AUSGEWÄHLTER TEXT>

────────────────────────────────────────

Fürstenfeldbruck:Schönheitswahn

Fürstenfeldbruck: Jana Krämer (2. von rechts) diskutiert mit (von links) Thorsten Kögler von der Bezirksregierung), Sigrid König von der BKK, Moderatorin Maja Schrader und Carolin Martinovic vom Therapienetz Essstörungen.

Jana Krämer (2. von rechts) diskutiert mit (von links) Thorsten Kögler von der Bezirksregierung), Sigrid König von der BKK, Moderatorin Maja Schrader und Carolin Martinovic vom Therapienetz Essstörungen.

(Foto: Carmen Voxbrunner)

Jana Crämer erzählt schonungslos offen von ihrer Essstörung

Von Eva Runkel, Fürstenfeldbruck

Echte Tränen auf der Bühne und im Publikum - Jana Crämer hat die Besucher ihrer Konzertlesung am Montag in der Berufsoberschule mit auf eine emotionale Achterbahnfahrt genommen. In ihrem Roman "Das Mädchen aus der ersten Reihe" bricht Jana Crämer das Schweigen über ein sensibles Thema und berichtet in schonungslos ehrlichen Worten von ihrer eigenen Essstörung und dem Versuch, davon loszukommen. Begleitet wird sie dabei von der Band "Batomae".

────────────────────────────────────────

DATEN>
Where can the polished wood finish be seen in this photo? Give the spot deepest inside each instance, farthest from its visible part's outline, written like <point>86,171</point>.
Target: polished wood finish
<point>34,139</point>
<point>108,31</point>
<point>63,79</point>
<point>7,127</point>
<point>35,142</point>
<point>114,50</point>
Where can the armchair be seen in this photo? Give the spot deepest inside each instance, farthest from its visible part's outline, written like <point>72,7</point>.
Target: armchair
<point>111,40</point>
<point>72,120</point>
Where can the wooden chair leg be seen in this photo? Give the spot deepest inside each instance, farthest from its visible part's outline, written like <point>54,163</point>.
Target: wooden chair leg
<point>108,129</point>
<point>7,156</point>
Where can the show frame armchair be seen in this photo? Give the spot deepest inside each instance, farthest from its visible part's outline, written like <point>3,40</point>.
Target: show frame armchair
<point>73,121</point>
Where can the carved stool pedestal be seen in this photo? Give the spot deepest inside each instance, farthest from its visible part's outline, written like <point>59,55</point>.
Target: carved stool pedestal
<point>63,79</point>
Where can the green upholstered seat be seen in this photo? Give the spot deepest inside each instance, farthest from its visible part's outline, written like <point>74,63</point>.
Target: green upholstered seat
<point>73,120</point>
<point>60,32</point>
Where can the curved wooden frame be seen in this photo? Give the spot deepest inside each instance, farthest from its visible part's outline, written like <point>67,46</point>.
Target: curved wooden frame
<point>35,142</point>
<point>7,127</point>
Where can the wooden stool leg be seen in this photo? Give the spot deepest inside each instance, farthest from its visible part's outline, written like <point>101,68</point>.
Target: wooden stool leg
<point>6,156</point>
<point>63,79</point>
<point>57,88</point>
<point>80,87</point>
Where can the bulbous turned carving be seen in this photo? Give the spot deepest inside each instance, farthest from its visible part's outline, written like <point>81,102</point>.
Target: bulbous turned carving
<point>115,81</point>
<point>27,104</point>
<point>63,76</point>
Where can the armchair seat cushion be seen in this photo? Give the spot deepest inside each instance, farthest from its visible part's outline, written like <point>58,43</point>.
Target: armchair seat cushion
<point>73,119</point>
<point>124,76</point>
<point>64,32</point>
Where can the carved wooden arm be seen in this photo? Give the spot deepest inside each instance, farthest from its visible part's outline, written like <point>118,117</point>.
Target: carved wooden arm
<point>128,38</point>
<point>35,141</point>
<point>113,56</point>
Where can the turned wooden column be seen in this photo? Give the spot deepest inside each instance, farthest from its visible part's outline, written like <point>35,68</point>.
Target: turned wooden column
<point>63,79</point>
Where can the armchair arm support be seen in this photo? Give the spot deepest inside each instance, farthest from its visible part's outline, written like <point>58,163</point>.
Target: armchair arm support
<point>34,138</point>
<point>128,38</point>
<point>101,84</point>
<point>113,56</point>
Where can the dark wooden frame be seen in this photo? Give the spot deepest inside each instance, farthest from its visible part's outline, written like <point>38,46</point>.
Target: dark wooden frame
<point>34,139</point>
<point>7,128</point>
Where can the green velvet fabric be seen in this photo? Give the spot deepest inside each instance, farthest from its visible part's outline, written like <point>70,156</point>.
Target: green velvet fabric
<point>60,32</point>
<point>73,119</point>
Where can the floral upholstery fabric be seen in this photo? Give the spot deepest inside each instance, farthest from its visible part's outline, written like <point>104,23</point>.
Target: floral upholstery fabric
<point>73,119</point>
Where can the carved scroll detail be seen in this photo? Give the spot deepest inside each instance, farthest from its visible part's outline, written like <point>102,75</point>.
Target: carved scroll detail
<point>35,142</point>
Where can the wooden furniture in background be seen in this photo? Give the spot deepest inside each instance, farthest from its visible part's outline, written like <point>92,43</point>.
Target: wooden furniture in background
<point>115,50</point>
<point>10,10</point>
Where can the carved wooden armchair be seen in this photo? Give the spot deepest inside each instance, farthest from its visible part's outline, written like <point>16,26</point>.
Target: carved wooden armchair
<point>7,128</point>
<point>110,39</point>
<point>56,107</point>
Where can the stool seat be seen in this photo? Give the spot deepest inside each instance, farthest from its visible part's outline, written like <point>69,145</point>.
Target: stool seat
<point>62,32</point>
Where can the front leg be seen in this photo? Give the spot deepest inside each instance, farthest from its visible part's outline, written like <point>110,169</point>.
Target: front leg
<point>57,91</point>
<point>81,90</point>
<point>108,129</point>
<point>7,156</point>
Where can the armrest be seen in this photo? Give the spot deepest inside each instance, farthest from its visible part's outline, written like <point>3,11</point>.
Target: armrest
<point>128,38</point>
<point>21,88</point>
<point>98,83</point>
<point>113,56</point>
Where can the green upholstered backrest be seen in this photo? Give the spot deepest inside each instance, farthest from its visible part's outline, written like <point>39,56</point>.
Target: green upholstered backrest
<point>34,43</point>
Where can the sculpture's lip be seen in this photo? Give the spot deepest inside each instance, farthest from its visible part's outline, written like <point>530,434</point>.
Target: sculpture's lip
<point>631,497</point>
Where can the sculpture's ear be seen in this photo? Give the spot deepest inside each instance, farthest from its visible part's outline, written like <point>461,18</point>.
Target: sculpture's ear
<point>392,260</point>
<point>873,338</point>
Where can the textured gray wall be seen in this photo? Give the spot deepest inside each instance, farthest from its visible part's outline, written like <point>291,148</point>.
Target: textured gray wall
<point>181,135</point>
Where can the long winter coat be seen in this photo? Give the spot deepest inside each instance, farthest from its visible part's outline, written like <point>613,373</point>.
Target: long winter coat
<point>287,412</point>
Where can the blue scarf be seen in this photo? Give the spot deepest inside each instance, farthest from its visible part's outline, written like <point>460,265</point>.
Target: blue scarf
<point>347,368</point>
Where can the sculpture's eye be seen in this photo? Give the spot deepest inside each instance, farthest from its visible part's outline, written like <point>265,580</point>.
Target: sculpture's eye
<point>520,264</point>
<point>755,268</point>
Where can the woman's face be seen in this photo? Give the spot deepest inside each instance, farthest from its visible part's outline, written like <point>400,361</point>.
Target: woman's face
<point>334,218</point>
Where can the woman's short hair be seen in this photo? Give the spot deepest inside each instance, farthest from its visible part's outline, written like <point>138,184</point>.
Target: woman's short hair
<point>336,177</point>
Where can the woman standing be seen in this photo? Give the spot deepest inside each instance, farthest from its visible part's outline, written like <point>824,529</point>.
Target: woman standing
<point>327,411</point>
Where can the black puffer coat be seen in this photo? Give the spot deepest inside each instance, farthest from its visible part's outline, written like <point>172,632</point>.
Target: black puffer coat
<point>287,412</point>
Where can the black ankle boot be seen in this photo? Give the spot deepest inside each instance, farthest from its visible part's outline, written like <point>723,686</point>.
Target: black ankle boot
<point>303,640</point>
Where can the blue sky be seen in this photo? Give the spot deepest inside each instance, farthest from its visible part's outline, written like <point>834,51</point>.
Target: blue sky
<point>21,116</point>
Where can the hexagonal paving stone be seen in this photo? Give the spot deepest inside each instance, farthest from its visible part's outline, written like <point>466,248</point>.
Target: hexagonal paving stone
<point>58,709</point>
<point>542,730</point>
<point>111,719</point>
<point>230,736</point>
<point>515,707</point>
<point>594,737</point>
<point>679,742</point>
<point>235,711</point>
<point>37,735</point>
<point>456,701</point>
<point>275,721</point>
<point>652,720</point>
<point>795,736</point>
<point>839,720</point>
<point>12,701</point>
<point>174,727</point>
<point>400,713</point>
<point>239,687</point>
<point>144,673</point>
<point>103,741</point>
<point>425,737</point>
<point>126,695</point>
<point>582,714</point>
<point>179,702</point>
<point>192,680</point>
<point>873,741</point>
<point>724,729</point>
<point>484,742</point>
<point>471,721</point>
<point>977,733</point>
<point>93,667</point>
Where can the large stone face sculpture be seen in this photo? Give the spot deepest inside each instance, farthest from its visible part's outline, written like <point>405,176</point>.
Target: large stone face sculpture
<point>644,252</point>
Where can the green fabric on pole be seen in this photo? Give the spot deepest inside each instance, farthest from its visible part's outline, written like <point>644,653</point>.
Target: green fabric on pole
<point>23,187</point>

────────────────────────────────────────

AUFGABE> Schreiben Sie den Artikel über Jana Crämers Konzertlesung zu ihrer Essstörung im Anschluss an seinen letzten Satz weiter.

ANTWORTBEREICH>
Sigrid König, Geschäftsführerin des BKK Landesverbands Bayern, verdeutlicht, welche Rolle die sozialen Medien bei den Schönheitsidealen spielen. Etwa 80 Prozent der Jugendlichen seien unzufrieden mit ihrem Gewicht und nahezu jedes dritte Mädchen von elf bis 17 Jahren zeige Anzeichen einer Essstörung. Was das bedeuten kann, macht Jana Crämer klar. In beeindruckender Manier schildert die 36-Jährige ihre Erfahrungen. An manchen Stellen bricht ihre Stimme, an anderen kann sie sich ein Lachen nicht verkneifen, wenn Erinnerungen wieder hochsteigen.

Wer gedacht hat, eine Geschichte über Essstörungen wäre eine todernste Angelegenheit, hat sich freilich geirrt. Jana Crämers Roman, der aus ihrem persönlichen Tagebuch entstanden ist, beschäftigt sich keineswegs nur mit ihrer Krankheit und den Schattenseiten des Lebens, sondern erzählt gleichzeitig von einer wunderbaren Freundschaft, die der Anstoß für ihren ersten Schritt Richtung Genesung war.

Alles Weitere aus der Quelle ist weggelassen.